• Exercise aim: Please gather every line below that contains the word "road" and copy each of those lines out.

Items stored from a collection
════════

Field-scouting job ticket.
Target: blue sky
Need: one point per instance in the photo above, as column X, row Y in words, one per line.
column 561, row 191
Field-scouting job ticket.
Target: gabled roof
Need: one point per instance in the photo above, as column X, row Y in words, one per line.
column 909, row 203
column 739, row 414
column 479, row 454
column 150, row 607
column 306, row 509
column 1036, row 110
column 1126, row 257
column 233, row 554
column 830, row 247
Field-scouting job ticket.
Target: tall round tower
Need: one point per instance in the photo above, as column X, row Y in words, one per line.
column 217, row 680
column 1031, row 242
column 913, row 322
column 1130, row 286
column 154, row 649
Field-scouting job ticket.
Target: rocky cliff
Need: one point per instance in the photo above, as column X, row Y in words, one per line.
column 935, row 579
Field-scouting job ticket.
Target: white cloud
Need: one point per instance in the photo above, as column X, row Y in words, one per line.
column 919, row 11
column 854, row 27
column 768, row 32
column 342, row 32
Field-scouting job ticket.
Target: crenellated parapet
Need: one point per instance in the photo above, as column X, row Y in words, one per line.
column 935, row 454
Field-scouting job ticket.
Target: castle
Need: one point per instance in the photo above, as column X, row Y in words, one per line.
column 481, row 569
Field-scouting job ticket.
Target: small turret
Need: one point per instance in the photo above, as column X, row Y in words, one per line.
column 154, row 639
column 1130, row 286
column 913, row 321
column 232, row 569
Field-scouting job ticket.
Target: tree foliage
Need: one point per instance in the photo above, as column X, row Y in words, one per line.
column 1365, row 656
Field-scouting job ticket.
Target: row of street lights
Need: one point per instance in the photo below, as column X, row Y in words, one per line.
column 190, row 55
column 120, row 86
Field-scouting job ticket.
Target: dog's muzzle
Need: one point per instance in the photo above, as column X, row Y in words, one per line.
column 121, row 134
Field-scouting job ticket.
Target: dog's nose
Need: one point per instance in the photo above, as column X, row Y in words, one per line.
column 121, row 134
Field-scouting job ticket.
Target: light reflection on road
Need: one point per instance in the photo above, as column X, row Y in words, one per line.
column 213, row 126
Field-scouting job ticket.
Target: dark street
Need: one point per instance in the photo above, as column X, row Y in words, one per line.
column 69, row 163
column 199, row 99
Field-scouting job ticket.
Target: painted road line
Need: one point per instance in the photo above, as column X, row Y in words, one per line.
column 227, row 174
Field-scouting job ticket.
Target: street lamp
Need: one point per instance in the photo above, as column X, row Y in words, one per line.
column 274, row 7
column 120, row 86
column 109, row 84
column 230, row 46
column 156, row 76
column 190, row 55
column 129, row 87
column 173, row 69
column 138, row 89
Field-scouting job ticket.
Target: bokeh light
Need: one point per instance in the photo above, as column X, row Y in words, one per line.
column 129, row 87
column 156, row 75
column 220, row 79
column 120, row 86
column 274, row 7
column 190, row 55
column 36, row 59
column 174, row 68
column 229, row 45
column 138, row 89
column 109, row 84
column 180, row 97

════════

• Answer:
Target: light reflection on road
Target: painted road line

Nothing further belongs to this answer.